# Offshore Freeport Wed or Thusday



## lucasrus1 (Jun 1, 2010)

Normal crew all out. Looking for a couple fisherman for wed 6/27 or Thurs 6/28. Plan on running out of freeport 50-75 miles in search of anything biting. Like to fish for fun, not looking for the overly "serious" type. Run a 25 ft CC w twins. PM me if interested.
Thanks


----------



## briggss1 (May 27, 2006)

I might be interested as I was just about to post for 2 Wednesday myself. How much is the share cost to run your boat 50-75? We've been on the snapper at 32 miles pretty solid. I would like to snag my sows and then hit some grouper, blackfin, hoos, or whatrever else is feeding.

I see you're in Pearland too.

Steven


----------



## LingKiller (Jul 9, 2010)

pm sent


----------



## lucasrus1 (Jun 1, 2010)

*cost*

Briggs
Last time cost split three ways was ~125 for gas, bait and ice. I think gas was around 3.7 at that time. Made loop around GC and ex eastern 21s. Hoping condition are better this time.


----------



## lucasrus1 (Jun 1, 2010)

*thursday*

I have one for sure on Thursday so that works for me. Need one more. 
Thanks


----------



## capnD (Jul 11, 2011)

*thursday*

still have opening? pm me


----------

····················

■ Exercise set
1: In the Freeport fishing thread, what was the approximate cost the last time it was split three ways, and what did that amount cover?
2: From the Freeport fishing thread, print the part that opens with the words containing "I might be interested" and closes with "in Pearland too.".
The listing that comes next is separate material and is not part of the thread.

■ Data provided
····················

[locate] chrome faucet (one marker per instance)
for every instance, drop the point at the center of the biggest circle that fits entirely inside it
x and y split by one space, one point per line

····················

■ The replies
1: About 125, covering gas, bait and ice.

2:
I might be interested as I was just about to post for 2 Wednesday myself. How much is the share cost to run your boat 50-75? We've been on the snapper at 32 miles pretty solid. I would like to snag my sows and then hit some grouper, blackfin, hoos, or whatrever else is feeding.

I see you're in Pearland too.